◆ Kurze Übung 1 ◆
Aktualisiere den Abschnitt des Textes zwischen „An dir, die“ und „sich im Welten-Ich.“, beide eingeschlossen, indem du „Menschen-Ich“ durch „Menschen-Selbst“ ersetzt. Gib den so geänderten Abschnitt vollständig wieder.

◆ Vorliegender Text ◆
=======

11 L

Es ist in dieser Sonnenstunde

An dir, die weise Kunde zu erkennen:

An Wel­tenschön­heit hingegeben,

In dir dich füh­lend zu durchleben:

Ver­lieren kann das Menschen-Ich

Und find­en sich im Welten-Ich.

Auflösung des Astralleibs — die zweite Stufe nach dem Tod

Unser Astralleib, in Ableitung von griechisch “Aster” auch “Ster­nen­leib” genan­nt, ist der Träger unseres Bewusst­seins, das sel­ber noch nicht Selb­st­be­wusst­sein ist, dieses aber aus sich her­vor­bringt. Der Astralleib ist der Erreger jed­er Begierde und Lei­den­schaft. Jed­er als sym­pa­thisch oder antipathisch beurteil­ten Empfind­un­gen liegt der Astralleib zu Grunde, eben­so unseren Gedanken und Vorstel­lun­gen. Auch unsere Wahrnehmungs- und Bewe­gungs­fähigkeit beruht auf den Kräften des Astralleibs. Rudolf Stein­er sagt: “In diesem astralis­chen Leib sieht das hellse­herische Bewußt­sein alles abge­bildet, was man seel­is­che Erleb­nisse nen­nt, von dem nieder­sten Triebe an bis hin­auf zum höch­sten sit­tlichen Ide­ale.“ (GA 104, S. 52).

=======

[In einem Datenbestand enthaltene Datensätze]
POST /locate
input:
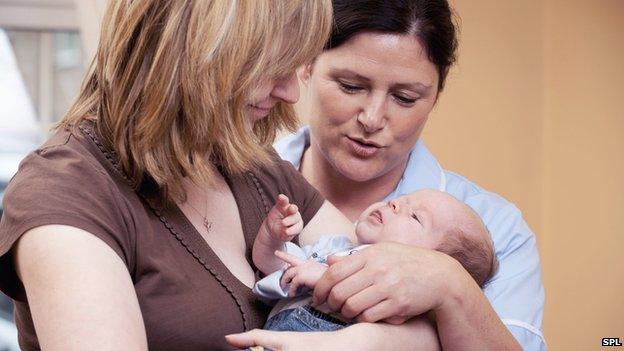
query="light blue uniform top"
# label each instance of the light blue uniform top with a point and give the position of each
(516, 291)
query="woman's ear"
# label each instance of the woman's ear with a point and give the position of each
(304, 73)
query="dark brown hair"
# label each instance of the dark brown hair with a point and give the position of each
(476, 256)
(431, 21)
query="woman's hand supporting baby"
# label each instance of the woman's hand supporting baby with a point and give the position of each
(282, 224)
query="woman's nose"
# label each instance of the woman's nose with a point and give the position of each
(394, 206)
(373, 116)
(286, 89)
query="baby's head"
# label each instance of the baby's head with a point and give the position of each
(434, 220)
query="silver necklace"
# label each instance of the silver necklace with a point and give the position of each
(206, 223)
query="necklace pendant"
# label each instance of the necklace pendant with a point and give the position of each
(207, 225)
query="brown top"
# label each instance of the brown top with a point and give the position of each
(188, 298)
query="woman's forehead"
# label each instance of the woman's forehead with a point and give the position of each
(397, 58)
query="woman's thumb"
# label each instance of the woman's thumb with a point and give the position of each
(255, 337)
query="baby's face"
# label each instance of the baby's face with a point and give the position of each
(422, 219)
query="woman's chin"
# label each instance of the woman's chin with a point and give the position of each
(360, 171)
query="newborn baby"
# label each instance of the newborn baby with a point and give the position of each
(427, 218)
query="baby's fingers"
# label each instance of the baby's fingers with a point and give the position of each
(294, 286)
(291, 220)
(283, 204)
(288, 275)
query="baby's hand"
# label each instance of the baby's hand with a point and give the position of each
(284, 220)
(300, 273)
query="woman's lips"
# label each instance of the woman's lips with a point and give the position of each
(362, 148)
(259, 112)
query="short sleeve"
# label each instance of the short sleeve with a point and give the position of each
(63, 184)
(516, 291)
(299, 191)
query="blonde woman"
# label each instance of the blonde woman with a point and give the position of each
(131, 228)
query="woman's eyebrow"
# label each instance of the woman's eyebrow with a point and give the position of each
(417, 86)
(350, 74)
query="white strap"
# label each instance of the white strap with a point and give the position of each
(442, 186)
(524, 325)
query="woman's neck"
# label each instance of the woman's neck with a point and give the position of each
(349, 196)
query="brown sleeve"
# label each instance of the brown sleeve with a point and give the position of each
(62, 184)
(299, 191)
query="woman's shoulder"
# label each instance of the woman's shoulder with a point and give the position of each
(469, 191)
(499, 214)
(67, 156)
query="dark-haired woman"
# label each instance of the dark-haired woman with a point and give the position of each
(370, 94)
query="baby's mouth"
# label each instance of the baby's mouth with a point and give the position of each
(377, 216)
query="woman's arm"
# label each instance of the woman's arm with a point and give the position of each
(282, 223)
(389, 280)
(79, 291)
(417, 334)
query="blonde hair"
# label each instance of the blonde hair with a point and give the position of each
(171, 79)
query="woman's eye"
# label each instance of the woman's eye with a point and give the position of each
(415, 217)
(404, 100)
(349, 88)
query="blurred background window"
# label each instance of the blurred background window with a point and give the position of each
(42, 64)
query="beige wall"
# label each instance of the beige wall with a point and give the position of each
(533, 111)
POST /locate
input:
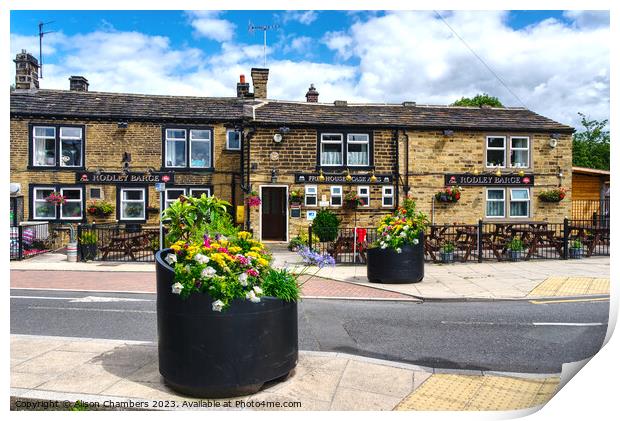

=======

◆ Kurze Übung 2 ◆
Zeige bitte jede Zeile der Datensätze, in der das Wort „white“ vorkommt.

◆ Ausgearbeitete Lösung 1 ◆
An dir, die weise Kunde zu erkennen:

An Wel­tenschön­heit hingegeben,

In dir dich füh­lend zu durchleben:

Ver­lieren kann das Menschen-Selbst

Und find­en sich im Welten-Ich.

◆ Ausgearbeitete Lösung 2 ◆
query="white strap"
# label each instance of the white strap with a point and give the position of each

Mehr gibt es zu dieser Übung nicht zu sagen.